* Consegna 1 *
Riporta il passo dell'articolo che comincia con "Questa analisi passa" e prosegue fino a "della globalizzazione liberale.", sostituendo "divergenze" con "differenze".
* Consegna 2 *
Rispondi alle domande sull'articolo.
(a) Quale evento ha offerto lo spunto per nuove triangolazioni diplomatiche?
(b) In quale data è stato pubblicato l'articolo?
(c) Di quale presidente l'articolo cita le ambiguità multilateraliste?
* Consegna 3 *
Stabilisci se ciascuna affermazione concorda con l'articolo e rispondi sì o no, citando le parole decisive.
(a) Il nuovo ordine globale è ben ordinato.
(b) L'Europa deve cominciare a scrivere un nuovo paradigma.
(c) Con Trump la base valoriale universalista è stata rafforzata.

* Brano da leggere *
+ + + + + + +

Dopo l’era unipolare. Il difficile cammino verso l’autonomia strategica europea

Orso russo, aquila USA, lupo europeo
Donatello D'Andrea
03/05/2025
Poteri

Stati Uniti, Russia ed Europa a confronto

Il nuovo ordine globale non ha nulla di ordinato. Sotto la superficie retorica delle organizzazioni internazionali e delle alleanze consolidate, si consuma una ridefinizione profonda delle priorità e delle visioni strategiche delle grandi potenze. Gli Stati Uniti, la Russia e l’Unione Europea – nominalmente partner o rivali, a seconda delle coordinate – si muovono su binari sempre più separati, con obiettivi geopolitici che raramente coincidono e, in alcuni casi, si ostacolano apertamente.

Il funerale di Papa Francesco, evento globale e al contempo simbolico, ha offerto lo spunto per nuove
triangolazioni diplomatiche, come l’incontro tra Trump e Zelensky, ma ha anche sottolineato, per contrasto, quanto l’Europa stenti a ritagliarsi uno spazio proprio nei dossier internazionali più delicati. In un contesto segnato dal ritorno degli imperialismi e da una crescente competizione globale, la sfida per l’UE è ormai chiara: abbandonare il ruolo di comprimaria e costruire una propria identità strategica autonoma, capace di navigare tra le tensioni di Washington e le manovre di Mosca, senza dimenticare Pechino.

Questa analisi passa in rassegna le divergenze tra i tre principali attori del sistema internazionale, per mostrare come l’attuale transizione geopolitica non possa più essere interpretata secondo le vecchie logiche della Guerra Fredda o della globalizzazione liberale.

Serve un nuovo paradigma e l’Europa, se non vuole essere schiacciata, deve cominciare a scriverlo.

Il ritorno degli USA alla politica della forza

La politica estera americana, soprattutto nell’impostazione di Donald Trump, si è progressivamente svincolata dalle grandi narrazioni idealistiche che avevano caratterizzato la fase post-1989, erede di
una “missione civilizzatrice” che aveva legittimato l’egemonia a stelle e strisce sotto la bandiera della democrazia liberale. A partire dalla dottrina Bush fino alle ambiguità multilateraliste di Obama, Washington ha per decenni costruito consenso su una base valoriale universalista. Con Trump, quella grammatica è stata smontata pezzo dopo pezzo.

+ + + + + + +

Elementi del dataset

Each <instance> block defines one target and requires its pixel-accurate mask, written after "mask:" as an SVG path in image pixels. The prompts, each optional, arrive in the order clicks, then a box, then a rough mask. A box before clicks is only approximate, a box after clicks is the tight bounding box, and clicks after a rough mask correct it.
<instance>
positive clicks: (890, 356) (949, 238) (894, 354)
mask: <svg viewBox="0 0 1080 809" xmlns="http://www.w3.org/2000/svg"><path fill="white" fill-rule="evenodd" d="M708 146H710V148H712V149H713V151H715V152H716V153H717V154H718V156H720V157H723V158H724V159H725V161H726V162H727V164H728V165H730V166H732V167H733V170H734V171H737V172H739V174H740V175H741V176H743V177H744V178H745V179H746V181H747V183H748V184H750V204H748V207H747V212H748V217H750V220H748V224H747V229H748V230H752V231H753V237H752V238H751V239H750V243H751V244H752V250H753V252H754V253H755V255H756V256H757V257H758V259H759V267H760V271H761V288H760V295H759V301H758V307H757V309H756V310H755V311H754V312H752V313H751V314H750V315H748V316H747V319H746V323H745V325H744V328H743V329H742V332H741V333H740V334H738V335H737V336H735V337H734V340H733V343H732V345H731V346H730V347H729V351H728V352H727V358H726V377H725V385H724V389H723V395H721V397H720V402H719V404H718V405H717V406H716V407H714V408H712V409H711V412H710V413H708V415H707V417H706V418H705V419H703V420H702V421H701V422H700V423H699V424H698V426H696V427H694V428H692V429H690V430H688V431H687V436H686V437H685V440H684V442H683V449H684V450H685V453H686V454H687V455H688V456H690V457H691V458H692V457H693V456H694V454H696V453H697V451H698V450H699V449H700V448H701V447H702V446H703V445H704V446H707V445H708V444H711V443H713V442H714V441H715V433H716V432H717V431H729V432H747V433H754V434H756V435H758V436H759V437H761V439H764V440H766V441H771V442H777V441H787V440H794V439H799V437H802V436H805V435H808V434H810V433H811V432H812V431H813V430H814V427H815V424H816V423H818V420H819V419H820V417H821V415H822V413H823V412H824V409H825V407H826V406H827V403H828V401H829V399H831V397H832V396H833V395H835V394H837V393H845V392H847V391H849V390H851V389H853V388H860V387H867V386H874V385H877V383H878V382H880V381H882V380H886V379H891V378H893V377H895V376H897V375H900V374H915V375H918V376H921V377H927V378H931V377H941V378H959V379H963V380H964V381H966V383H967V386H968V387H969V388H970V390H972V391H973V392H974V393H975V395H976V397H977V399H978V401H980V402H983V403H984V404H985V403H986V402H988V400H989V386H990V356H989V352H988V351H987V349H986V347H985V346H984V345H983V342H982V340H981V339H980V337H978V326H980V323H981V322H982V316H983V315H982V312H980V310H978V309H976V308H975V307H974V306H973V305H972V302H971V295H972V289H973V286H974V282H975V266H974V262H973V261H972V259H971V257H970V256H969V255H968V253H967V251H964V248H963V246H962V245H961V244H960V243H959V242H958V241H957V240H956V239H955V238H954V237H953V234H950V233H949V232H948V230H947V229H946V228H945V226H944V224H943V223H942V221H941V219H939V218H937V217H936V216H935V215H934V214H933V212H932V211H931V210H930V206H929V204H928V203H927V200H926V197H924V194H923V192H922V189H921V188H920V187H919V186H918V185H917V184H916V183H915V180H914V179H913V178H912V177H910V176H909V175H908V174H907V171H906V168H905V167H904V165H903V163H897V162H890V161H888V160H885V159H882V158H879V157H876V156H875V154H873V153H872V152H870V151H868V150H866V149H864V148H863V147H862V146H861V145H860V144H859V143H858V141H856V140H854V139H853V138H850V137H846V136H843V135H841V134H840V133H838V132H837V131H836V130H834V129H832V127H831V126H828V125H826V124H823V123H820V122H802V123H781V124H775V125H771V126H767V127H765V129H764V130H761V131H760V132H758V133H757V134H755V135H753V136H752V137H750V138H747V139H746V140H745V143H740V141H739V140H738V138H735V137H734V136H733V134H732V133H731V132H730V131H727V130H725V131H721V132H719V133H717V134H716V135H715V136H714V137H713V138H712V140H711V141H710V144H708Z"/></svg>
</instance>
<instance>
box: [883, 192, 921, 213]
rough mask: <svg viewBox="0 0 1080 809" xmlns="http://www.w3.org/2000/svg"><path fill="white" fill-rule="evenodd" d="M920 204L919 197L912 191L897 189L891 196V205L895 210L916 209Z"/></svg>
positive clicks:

+ + + + + + +

* Spazio risposta 1 *
Questa analisi passa in rassegna le differenze tra i tre principali attori del sistema internazionale, per mostrare come l’attuale transizione geopolitica non possa più essere interpretata secondo le vecchie logiche della Guerra Fredda o della globalizzazione liberale.

* Spazio risposta 2 *
(a) Il funerale di Papa Francesco.
(b) Il 03/05/2025.
(c) Di Obama.

* Spazio risposta 3 *
(a) No: "Il nuovo ordine globale non ha nulla di ordinato."
(b) Sì: "Serve un nuovo paradigma e l’Europa, se non vuole essere schiacciata, deve cominciare a scriverlo."
(c) No: "Con Trump, quella grammatica è stata smontata pezzo dopo pezzo."